BURNETT: All right. So Sally, you just heard Ben say, being a woman is obviously going to be very, very helpful for Carly Fiorina. Will it? Will this help Ted Cruz win Indiana? Because really, that's what this is all about. Got to win Indiana.
SALLY KOHN, BERNIE SANDERS SUPPORTERS: No, it's not going to work. It will probably help Hillary Clinton, because Hillary Clinton will start undoubtedly -- Trump will start attacking Fiorina again in ways that are sexist and in all likelihood that will help ultimately Hillary Clinton. But what amuses me to no end about this entire thing is that you see the Republican Party which once said, oh, there's no war on women. Oh, identity politics, gender politics, playing the gender card. That is all bad. Now suddenly, play war on women. Play gender politics. Say, oh, no, Trump is gauged in a war on women. And this is why.
I mean, in her own candidacy. Carly Fiorina said identity politics is now part of the problem and now look at that campaign event.
KOHN: Women lined up behind Ted Cruz. I mean, come on, admit we have an issue here and that we -- and that gender politics --
FERGUSON: The issue here --
BURNETT: Quickly, Ben.

**Set problem 1:**
Reproduce the transcript word for word, between "KOHN: Women lined" and "BURNETT: Quickly, Ben.", inclusive.
The transcript and the entries come from unrelated sources.

**Dataset excerpts:**
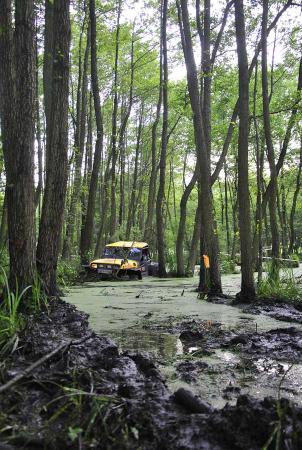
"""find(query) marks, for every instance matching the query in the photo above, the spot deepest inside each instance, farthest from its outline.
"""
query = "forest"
(175, 123)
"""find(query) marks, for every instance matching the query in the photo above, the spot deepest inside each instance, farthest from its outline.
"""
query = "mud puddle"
(194, 341)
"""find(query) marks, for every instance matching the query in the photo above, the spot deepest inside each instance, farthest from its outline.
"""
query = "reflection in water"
(161, 345)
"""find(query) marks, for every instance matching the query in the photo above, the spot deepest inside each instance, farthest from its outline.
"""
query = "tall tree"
(57, 147)
(269, 144)
(163, 153)
(207, 240)
(87, 227)
(78, 158)
(112, 224)
(17, 90)
(247, 292)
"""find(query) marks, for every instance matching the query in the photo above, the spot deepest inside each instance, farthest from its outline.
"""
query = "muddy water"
(127, 311)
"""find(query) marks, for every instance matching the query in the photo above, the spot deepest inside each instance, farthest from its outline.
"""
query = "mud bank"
(91, 396)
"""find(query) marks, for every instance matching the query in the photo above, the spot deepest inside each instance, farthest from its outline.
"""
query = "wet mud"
(91, 395)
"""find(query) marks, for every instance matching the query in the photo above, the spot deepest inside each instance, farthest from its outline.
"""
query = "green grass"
(284, 288)
(67, 272)
(11, 320)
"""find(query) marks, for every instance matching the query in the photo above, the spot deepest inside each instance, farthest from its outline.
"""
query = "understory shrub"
(283, 288)
(67, 272)
(227, 265)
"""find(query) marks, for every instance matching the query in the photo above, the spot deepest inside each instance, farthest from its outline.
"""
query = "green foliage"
(227, 265)
(67, 272)
(284, 288)
(11, 320)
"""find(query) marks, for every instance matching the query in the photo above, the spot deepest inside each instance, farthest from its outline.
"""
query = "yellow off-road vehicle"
(123, 258)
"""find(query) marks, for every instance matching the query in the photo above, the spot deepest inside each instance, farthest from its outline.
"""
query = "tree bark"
(17, 89)
(57, 147)
(207, 218)
(182, 224)
(87, 230)
(131, 207)
(114, 152)
(269, 145)
(247, 292)
(79, 152)
(292, 234)
(164, 141)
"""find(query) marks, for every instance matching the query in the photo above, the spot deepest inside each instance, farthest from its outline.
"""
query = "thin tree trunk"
(194, 247)
(182, 224)
(114, 152)
(164, 141)
(57, 147)
(87, 229)
(269, 145)
(292, 234)
(79, 152)
(131, 207)
(207, 219)
(148, 233)
(17, 90)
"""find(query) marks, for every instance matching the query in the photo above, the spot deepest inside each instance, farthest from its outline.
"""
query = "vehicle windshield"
(122, 252)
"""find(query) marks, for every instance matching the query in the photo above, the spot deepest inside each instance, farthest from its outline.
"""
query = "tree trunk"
(57, 147)
(114, 152)
(87, 229)
(292, 234)
(269, 146)
(79, 152)
(247, 292)
(148, 233)
(131, 207)
(182, 224)
(208, 246)
(164, 141)
(17, 89)
(195, 244)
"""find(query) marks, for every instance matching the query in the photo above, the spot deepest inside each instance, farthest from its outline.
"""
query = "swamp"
(150, 224)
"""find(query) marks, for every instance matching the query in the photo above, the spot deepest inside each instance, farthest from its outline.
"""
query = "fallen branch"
(40, 361)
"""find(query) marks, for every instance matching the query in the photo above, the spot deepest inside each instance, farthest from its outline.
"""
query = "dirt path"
(153, 315)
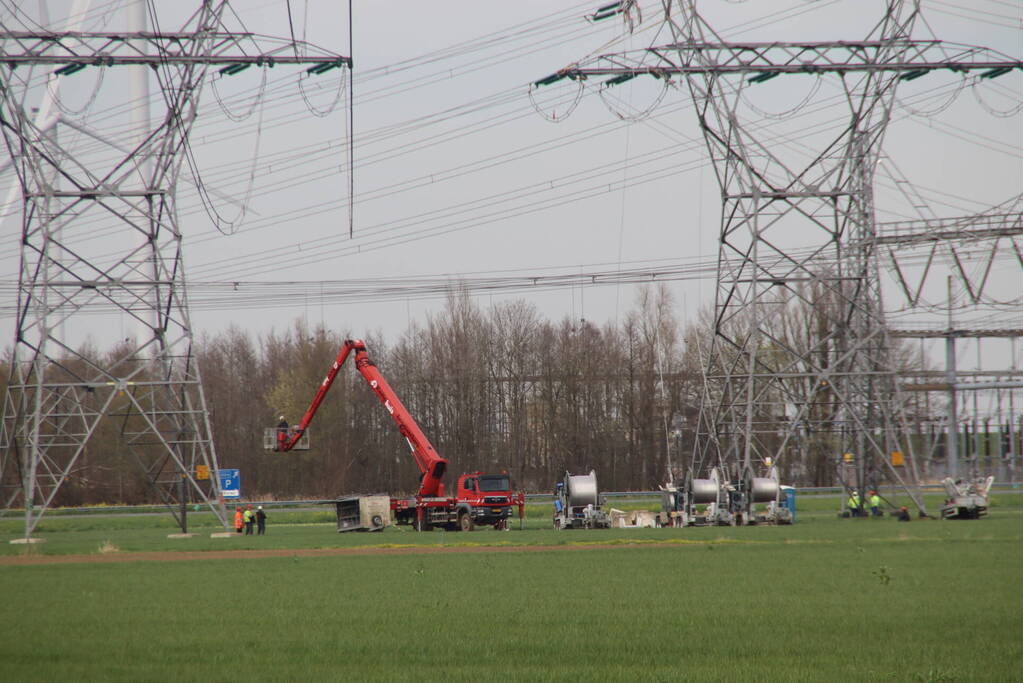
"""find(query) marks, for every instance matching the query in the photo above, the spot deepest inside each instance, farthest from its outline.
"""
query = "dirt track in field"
(188, 555)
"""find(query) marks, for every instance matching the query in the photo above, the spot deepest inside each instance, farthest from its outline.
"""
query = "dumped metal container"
(363, 513)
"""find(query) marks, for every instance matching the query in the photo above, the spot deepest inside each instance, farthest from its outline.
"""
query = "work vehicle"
(479, 499)
(577, 504)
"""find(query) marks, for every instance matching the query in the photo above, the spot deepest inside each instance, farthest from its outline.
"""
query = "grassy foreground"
(825, 599)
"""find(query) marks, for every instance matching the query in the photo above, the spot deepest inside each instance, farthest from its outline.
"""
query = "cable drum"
(704, 491)
(763, 490)
(581, 489)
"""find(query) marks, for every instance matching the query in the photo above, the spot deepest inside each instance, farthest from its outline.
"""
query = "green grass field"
(823, 599)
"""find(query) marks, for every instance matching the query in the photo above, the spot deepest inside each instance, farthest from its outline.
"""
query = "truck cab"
(485, 499)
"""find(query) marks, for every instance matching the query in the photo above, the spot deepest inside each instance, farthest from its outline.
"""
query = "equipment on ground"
(967, 500)
(480, 498)
(726, 501)
(577, 504)
(363, 513)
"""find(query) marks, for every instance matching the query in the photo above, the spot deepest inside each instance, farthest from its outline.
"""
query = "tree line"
(495, 389)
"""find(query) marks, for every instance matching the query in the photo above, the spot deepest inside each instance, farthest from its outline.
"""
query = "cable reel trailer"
(577, 504)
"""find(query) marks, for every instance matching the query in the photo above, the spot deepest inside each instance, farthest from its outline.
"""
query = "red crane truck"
(480, 498)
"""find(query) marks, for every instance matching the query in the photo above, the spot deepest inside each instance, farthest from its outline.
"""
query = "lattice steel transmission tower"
(149, 390)
(797, 238)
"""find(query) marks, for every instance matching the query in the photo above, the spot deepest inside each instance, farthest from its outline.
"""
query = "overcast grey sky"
(457, 175)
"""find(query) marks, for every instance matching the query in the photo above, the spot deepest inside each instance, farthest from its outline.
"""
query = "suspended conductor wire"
(236, 222)
(990, 109)
(82, 112)
(635, 118)
(257, 99)
(322, 114)
(938, 109)
(780, 115)
(552, 115)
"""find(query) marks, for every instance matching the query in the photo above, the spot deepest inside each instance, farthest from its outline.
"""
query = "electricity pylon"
(149, 389)
(797, 231)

**Set problem 2:**
Count how many lines of the entries contain the string "truck", and give only that number.

**Expected output 1:**
KOHN: Women lined up behind Ted Cruz. I mean, come on, admit we have an issue here and that we -- and that gender politics --
FERGUSON: The issue here --
BURNETT: Quickly, Ben.

**Expected output 2:**
2